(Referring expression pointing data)
◆ ◆ ◆ ◆
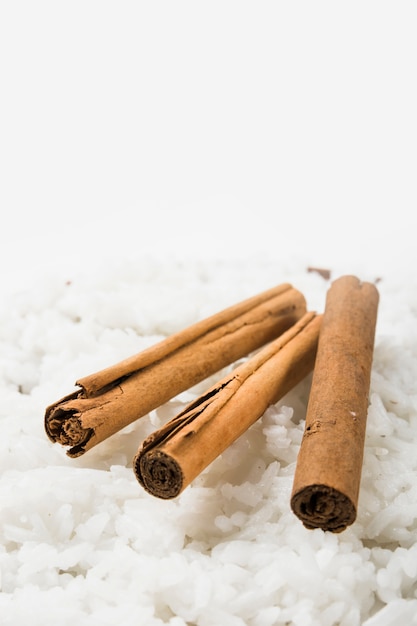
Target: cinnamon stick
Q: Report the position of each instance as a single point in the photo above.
(170, 458)
(112, 398)
(329, 465)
◆ ◆ ◆ ◆
--- To do ---
Whatever lies between the line containing "Q: Report the" and the final line above, both included, must be returned exactly.

--- Solved problem ---
Q: Report the position of each instance as a single point in the photo above.
(170, 458)
(112, 398)
(329, 465)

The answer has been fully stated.